● The exercise: Count the rows of the entries below that contain the string "lines". Reply with the number alone.

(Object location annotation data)
╔══
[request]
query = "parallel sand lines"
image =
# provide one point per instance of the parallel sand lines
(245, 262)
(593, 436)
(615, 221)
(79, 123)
╚══
● Reply: 2